- RECORDED DATA:
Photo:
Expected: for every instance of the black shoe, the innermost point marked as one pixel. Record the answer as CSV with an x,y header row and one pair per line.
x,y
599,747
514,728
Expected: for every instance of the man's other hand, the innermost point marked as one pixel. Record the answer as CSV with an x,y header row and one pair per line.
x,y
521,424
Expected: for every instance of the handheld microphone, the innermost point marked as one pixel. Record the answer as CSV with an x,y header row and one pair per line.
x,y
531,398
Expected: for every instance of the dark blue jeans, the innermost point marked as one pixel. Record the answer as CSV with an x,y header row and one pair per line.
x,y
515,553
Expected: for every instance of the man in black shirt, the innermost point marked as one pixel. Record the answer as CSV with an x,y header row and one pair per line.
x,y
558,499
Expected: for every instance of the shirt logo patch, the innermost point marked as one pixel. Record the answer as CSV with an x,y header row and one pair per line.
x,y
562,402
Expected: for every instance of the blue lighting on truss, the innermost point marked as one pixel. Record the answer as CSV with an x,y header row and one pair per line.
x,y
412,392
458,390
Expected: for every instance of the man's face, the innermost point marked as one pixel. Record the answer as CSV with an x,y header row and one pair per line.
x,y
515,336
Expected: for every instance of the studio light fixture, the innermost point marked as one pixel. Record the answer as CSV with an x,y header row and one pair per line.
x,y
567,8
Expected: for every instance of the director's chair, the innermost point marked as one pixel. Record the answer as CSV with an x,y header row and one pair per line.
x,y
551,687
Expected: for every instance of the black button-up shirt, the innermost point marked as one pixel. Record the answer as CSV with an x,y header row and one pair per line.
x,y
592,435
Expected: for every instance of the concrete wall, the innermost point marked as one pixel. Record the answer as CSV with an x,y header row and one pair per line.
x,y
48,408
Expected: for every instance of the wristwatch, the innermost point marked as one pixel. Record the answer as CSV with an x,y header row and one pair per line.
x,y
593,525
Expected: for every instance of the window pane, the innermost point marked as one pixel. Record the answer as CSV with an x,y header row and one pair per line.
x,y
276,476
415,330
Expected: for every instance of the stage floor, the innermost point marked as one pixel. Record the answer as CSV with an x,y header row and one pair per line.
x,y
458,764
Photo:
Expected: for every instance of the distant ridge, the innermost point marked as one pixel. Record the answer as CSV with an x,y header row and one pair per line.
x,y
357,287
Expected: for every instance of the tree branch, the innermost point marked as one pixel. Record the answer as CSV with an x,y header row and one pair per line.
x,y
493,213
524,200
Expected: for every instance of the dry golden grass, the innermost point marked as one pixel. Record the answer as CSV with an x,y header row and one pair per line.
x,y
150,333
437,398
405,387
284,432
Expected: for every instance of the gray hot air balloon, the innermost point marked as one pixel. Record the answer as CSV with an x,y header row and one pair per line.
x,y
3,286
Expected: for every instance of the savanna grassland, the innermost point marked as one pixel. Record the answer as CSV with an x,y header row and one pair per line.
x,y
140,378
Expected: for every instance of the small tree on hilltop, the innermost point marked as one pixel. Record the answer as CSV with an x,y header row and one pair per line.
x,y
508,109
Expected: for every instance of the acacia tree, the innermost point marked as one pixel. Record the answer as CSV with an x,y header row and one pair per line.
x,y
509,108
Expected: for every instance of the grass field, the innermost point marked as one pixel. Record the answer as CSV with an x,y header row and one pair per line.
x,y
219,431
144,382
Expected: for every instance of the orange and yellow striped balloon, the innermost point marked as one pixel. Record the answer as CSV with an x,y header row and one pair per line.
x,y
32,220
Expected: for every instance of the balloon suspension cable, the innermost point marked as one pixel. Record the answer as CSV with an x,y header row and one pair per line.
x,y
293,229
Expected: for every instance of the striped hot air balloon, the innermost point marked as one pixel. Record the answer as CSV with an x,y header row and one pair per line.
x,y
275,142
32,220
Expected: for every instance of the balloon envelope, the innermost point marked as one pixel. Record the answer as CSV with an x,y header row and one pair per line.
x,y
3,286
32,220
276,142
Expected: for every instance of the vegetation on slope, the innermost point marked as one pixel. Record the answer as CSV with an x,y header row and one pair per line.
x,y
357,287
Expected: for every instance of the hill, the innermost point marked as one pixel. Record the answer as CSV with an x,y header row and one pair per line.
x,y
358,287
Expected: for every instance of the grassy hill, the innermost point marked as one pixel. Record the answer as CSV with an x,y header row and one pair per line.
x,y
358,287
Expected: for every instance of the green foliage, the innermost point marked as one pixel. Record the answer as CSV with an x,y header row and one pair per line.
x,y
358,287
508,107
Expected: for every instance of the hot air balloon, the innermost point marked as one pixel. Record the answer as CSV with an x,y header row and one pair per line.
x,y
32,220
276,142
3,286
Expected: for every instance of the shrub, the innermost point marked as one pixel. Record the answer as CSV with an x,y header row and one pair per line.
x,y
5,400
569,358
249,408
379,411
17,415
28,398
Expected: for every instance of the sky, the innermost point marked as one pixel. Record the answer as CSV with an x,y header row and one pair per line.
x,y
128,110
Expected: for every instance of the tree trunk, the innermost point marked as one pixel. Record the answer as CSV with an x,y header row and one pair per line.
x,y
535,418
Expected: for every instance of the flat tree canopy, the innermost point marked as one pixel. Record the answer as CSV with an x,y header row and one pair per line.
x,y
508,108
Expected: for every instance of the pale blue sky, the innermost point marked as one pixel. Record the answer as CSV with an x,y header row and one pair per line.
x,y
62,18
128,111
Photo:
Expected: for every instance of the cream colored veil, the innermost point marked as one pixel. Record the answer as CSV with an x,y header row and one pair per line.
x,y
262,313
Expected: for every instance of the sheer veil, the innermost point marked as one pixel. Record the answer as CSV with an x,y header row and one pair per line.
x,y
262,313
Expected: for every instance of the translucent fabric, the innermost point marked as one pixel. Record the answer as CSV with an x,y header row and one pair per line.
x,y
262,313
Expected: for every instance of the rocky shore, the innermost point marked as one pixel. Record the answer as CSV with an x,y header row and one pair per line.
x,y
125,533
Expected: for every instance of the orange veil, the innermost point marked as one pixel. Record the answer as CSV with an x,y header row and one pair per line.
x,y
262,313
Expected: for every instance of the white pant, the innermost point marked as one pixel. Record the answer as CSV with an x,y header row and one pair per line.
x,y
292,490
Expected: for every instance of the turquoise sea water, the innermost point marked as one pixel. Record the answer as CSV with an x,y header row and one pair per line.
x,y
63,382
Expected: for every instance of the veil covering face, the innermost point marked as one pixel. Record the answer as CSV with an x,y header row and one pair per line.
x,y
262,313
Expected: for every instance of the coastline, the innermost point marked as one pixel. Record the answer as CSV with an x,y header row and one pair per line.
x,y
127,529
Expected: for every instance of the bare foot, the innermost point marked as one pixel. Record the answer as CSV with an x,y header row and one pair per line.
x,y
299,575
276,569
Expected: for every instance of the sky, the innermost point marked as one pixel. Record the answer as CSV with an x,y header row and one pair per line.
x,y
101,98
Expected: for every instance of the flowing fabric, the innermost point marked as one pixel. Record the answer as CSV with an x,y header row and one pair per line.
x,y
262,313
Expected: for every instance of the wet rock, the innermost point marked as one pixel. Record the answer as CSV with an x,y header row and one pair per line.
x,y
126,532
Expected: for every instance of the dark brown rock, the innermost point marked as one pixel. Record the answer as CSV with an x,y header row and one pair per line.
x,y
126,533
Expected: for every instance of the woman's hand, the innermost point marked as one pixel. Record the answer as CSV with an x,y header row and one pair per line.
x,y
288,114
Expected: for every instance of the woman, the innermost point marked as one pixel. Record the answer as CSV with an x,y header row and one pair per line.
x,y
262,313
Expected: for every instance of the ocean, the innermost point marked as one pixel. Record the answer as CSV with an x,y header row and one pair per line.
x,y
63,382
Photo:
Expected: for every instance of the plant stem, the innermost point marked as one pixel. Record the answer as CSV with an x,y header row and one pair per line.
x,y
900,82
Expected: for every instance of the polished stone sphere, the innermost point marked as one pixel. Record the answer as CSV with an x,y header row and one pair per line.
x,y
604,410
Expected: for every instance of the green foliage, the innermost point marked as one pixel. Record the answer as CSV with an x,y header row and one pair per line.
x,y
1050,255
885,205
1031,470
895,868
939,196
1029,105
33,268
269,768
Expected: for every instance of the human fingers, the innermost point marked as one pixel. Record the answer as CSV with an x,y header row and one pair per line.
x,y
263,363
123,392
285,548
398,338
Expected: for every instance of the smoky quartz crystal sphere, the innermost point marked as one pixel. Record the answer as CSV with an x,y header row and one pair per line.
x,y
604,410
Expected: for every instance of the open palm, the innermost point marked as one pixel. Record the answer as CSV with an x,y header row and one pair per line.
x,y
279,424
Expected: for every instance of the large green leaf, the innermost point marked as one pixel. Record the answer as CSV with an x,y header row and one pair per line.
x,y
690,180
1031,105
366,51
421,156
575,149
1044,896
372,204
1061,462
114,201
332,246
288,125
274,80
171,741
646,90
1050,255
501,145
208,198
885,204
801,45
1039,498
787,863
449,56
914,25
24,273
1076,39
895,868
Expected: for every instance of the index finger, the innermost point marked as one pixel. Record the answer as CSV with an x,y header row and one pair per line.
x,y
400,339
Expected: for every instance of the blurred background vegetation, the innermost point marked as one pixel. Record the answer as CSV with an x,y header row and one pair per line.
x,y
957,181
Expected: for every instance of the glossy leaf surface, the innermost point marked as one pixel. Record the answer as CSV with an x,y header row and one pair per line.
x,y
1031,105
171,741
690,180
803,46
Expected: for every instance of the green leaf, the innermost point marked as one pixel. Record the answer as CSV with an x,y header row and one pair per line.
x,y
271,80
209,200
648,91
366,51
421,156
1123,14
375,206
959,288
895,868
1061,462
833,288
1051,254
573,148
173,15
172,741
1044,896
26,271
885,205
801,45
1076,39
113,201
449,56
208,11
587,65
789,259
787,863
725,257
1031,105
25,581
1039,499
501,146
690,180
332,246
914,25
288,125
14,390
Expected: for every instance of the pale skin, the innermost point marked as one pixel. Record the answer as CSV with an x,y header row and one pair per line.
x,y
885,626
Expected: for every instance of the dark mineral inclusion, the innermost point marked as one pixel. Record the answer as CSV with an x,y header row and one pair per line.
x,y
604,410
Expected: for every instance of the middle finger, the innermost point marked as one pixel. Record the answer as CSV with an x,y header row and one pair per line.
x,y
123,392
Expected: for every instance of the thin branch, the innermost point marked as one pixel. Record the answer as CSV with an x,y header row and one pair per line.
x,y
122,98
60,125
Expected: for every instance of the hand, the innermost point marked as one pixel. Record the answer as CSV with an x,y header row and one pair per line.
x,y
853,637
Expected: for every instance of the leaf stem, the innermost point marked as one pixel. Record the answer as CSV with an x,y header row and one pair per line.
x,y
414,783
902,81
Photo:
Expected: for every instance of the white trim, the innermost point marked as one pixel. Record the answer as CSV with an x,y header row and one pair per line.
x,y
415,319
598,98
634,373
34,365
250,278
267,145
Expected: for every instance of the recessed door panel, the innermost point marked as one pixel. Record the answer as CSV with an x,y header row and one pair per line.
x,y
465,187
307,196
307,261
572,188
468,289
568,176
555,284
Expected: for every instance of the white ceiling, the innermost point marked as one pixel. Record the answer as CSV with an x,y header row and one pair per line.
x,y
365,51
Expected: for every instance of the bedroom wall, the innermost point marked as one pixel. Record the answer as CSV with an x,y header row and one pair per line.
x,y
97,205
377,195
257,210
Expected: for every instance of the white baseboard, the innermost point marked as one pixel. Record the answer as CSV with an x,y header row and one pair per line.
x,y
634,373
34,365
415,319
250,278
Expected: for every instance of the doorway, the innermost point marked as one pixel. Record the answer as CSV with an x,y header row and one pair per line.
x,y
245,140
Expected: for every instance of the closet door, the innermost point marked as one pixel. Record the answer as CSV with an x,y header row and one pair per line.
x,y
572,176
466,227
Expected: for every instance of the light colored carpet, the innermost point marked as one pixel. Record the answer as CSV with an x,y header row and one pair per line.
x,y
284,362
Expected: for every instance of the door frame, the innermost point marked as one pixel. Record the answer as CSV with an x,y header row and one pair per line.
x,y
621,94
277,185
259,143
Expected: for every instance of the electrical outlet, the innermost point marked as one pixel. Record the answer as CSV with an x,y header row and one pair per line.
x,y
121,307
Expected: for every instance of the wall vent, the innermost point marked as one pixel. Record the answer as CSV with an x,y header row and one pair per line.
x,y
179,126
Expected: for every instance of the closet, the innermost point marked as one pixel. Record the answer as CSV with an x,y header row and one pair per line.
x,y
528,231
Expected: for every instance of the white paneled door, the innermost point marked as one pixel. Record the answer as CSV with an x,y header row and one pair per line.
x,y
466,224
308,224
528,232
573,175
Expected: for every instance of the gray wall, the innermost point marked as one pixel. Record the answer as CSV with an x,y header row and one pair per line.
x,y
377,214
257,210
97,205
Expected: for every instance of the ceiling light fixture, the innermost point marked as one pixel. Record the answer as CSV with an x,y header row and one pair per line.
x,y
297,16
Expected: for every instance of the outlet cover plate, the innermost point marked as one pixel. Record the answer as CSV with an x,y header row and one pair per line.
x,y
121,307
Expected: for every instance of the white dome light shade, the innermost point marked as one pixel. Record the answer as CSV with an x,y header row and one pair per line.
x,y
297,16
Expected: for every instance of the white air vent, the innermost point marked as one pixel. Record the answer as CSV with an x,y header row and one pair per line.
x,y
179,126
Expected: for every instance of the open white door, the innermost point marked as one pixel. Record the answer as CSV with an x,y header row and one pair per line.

- WRITTEN REQUEST:
Return the line that contains "Expected: for every instance of the white dome" along with every line after it through the end of the entries, exactly, adding nothing.

- RESULT OF THIS TASK:
Expected: for every instance of the white dome light shade, the innermost point marked as one pixel. Record the answer as CSV with an x,y header row and one pair per line.
x,y
297,16
Expected: for every instance of the white air vent, the innermost point marked as one pixel. Record the answer as CSV with an x,y header row and one pair per line.
x,y
179,126
Expected: for every instance of the open white door, the innermost point marked as one pixel. Record the answer as CSV with an x,y header row and one pair per line.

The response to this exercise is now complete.